The expected output is a copy of every line in the records with the string "neighboring".

──────

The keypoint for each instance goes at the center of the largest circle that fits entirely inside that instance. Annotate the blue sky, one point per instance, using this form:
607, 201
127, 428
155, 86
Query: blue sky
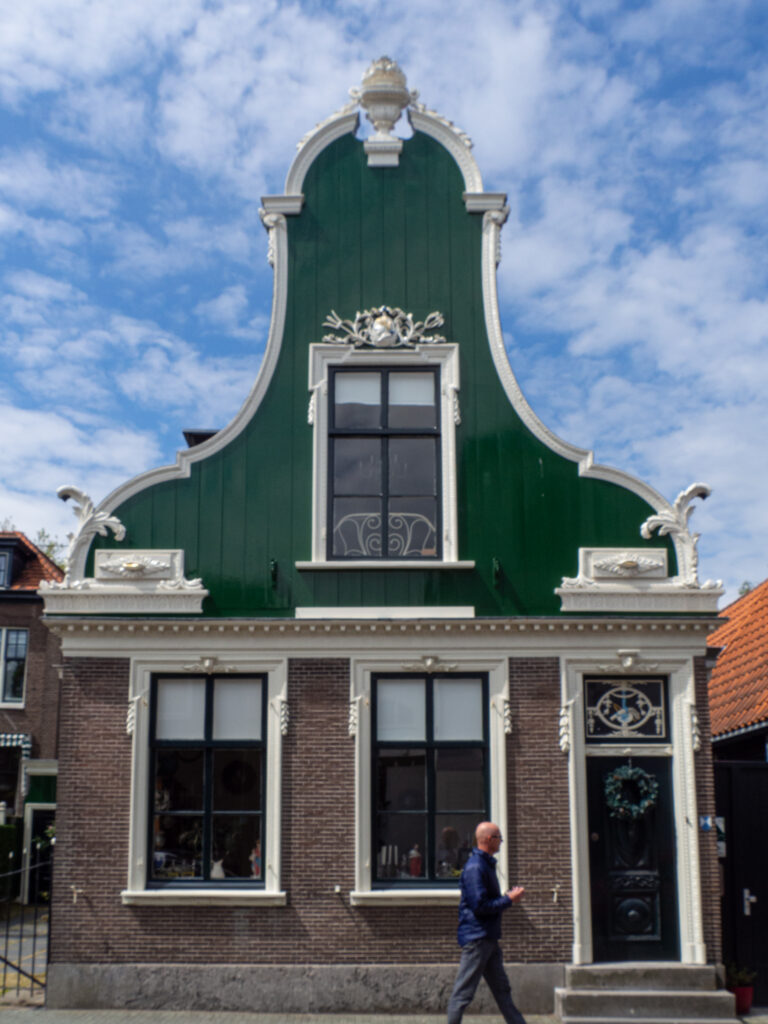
632, 138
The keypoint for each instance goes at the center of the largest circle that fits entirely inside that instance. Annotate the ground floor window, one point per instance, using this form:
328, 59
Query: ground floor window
430, 774
207, 778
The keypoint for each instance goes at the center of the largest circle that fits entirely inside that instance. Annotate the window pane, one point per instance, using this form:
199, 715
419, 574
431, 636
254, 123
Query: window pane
180, 709
237, 847
15, 659
178, 780
399, 843
237, 709
413, 527
454, 839
177, 847
412, 400
401, 780
400, 709
459, 779
413, 466
357, 400
357, 466
237, 779
357, 527
458, 709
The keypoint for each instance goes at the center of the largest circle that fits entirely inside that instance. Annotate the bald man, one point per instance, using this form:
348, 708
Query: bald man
480, 928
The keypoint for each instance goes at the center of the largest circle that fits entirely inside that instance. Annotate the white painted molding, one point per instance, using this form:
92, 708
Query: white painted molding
124, 581
389, 611
202, 897
386, 563
406, 897
629, 580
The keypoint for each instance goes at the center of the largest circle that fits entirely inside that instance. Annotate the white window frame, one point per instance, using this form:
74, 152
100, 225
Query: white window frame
323, 357
17, 705
270, 893
363, 670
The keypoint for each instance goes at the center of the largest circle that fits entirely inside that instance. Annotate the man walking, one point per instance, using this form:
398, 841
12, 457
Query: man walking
480, 928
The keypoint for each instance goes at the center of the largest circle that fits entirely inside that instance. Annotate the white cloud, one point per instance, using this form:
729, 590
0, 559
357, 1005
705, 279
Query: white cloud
29, 178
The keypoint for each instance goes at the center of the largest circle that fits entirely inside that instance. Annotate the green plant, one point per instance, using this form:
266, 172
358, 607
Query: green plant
737, 976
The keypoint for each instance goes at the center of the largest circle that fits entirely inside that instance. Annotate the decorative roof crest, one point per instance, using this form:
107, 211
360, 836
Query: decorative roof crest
383, 94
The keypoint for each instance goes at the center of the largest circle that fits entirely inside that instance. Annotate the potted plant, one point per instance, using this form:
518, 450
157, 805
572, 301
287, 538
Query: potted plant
739, 980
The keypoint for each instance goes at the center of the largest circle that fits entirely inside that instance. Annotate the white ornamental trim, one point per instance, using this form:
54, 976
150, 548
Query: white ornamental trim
383, 327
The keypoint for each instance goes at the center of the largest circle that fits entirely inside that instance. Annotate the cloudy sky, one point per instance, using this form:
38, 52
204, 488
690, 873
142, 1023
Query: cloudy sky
632, 137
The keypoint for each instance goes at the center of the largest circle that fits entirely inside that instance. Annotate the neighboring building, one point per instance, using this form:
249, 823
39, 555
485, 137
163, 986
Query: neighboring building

──────

SOLUTION TO THIS PROBLEM:
The keypoint for each instance goes at the center of the largest circle that fits entirely inside that instance. Annotate the neighboring building, one point per instance, using this form:
Query: neighboring building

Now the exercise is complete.